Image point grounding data

--------------------------------------------------

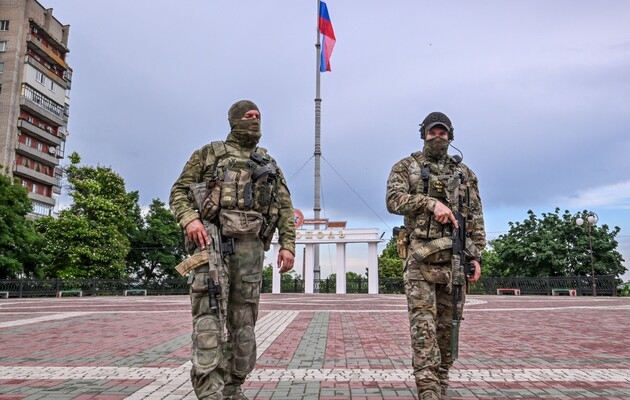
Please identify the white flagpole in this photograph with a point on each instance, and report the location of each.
(318, 150)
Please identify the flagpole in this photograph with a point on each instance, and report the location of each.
(318, 150)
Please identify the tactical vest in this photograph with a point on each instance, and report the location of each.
(244, 192)
(445, 181)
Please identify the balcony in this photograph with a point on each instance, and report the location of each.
(40, 198)
(34, 175)
(49, 73)
(39, 133)
(35, 107)
(37, 155)
(43, 51)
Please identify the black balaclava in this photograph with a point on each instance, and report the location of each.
(436, 148)
(245, 132)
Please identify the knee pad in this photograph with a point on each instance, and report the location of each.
(244, 351)
(206, 344)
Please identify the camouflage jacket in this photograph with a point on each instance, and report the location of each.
(455, 185)
(200, 168)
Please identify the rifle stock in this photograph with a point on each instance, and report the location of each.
(460, 270)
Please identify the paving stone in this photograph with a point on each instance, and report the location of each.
(315, 347)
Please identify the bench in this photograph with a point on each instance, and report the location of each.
(61, 292)
(515, 292)
(143, 291)
(561, 291)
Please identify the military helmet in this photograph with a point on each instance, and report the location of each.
(433, 119)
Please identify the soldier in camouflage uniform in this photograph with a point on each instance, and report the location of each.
(426, 188)
(247, 199)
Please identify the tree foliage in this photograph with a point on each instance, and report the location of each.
(91, 238)
(156, 245)
(20, 244)
(554, 245)
(285, 279)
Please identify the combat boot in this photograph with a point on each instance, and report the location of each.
(233, 392)
(445, 395)
(238, 396)
(429, 395)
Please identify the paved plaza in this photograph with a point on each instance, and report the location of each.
(315, 347)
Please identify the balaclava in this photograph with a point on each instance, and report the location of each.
(436, 148)
(245, 132)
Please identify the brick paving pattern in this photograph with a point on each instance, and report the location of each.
(327, 347)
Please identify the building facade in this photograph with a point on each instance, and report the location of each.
(34, 99)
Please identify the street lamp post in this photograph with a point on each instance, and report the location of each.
(591, 219)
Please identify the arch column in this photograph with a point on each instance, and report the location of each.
(341, 268)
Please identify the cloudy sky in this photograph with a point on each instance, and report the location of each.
(538, 92)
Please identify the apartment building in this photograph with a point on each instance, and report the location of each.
(34, 98)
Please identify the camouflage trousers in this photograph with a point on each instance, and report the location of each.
(221, 366)
(430, 307)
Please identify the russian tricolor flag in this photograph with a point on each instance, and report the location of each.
(328, 38)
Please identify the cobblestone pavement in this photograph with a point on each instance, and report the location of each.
(315, 347)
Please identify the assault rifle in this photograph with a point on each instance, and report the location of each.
(461, 269)
(215, 251)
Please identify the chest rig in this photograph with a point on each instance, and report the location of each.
(243, 191)
(444, 180)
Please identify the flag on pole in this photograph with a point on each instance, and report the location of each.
(328, 37)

--------------------------------------------------

Task item: With the pictures left out, write out all of the data exactly.

Answer section:
Please identify the white flagpole in this photograph with a point on each instance, and report the location of each.
(318, 150)
Please identify the flagpole in this photograph with a point on each instance, and report the location of each.
(318, 150)
Please identify the tactical vest in this photograph with a point on each instance, and report the location of each.
(244, 192)
(445, 181)
Please identify the balcony in this photograph with a point on each instance, and report the location of each.
(40, 198)
(34, 175)
(49, 73)
(39, 133)
(35, 107)
(37, 155)
(43, 51)
Please identify the black balaclava in this photograph with a point on each instance, and report the location of each.
(436, 148)
(245, 132)
Please identify the knee pad in this photograph with a point on each instance, and report the location of each.
(244, 351)
(206, 344)
Please identify the camouflage jacket in this photograph with a point on each instance, and report the location of each.
(455, 185)
(200, 168)
Please identify the rifle stock in this photograph with a point on each instance, and report the location of each.
(460, 270)
Please identify the paving stone in this photograph with a point on each instance, and report the location of each.
(315, 347)
Please identify the bench in this photograph with a point on each instance, and report the location of each.
(61, 292)
(515, 292)
(143, 291)
(561, 291)
Please identify the military helmet in this photograph with a point on each instance, and report the location of each.
(433, 119)
Please identify the soldier in camouflage uniform in this photograph with a point on each instance, and report the location of each.
(426, 188)
(247, 199)
Please identify the tree foliage in this photograph with a point on each instance, and report the location of each.
(91, 238)
(156, 245)
(20, 244)
(554, 245)
(285, 279)
Please identify the combat boot in this photograph with a point on each instance, and report the location of each.
(233, 392)
(445, 395)
(238, 396)
(429, 395)
Please identify the paved plaza in this photograph with a point on each instance, and report the location of each.
(315, 347)
Please identify the balaclava in this photograph with a point on each instance, and report the location of each.
(436, 148)
(245, 132)
Please identify the brick paving pattern in this photograph with a point on each instance, and report the location of each.
(327, 347)
Please identify the building facade in this photograph with a point on each instance, and report the location of each.
(34, 99)
Please identify the street lamp post in this photograph with a point on each instance, and report the location of each.
(591, 219)
Please identify the arch column in this photograph with a point on each instance, and report the location of each.
(341, 268)
Please identify the cloudy sky in this photograph with a point on each instance, and report the location of each.
(538, 92)
Please identify the apartment building in this photograph with a point on each instance, and report the location of each.
(34, 98)
Please identify the camouflage trousers in this photograph with a point on each instance, and report the location of each.
(221, 366)
(430, 307)
Please identify the russian tricolor flag in this photograph with a point on each instance, and report the location of each.
(328, 38)
Please identify the cobblestone pavement in this photograph with a point on each instance, and report the location of each.
(315, 347)
Please identify the assault rifle in this photograph with a point on each instance, and report the location of each.
(461, 269)
(215, 251)
Please identify the chest rig in this photograph with a point on each instance, and report the location of each.
(243, 191)
(444, 180)
Please identify the flag on pole in this photograph with a point on each instance, and report the location of each.
(328, 37)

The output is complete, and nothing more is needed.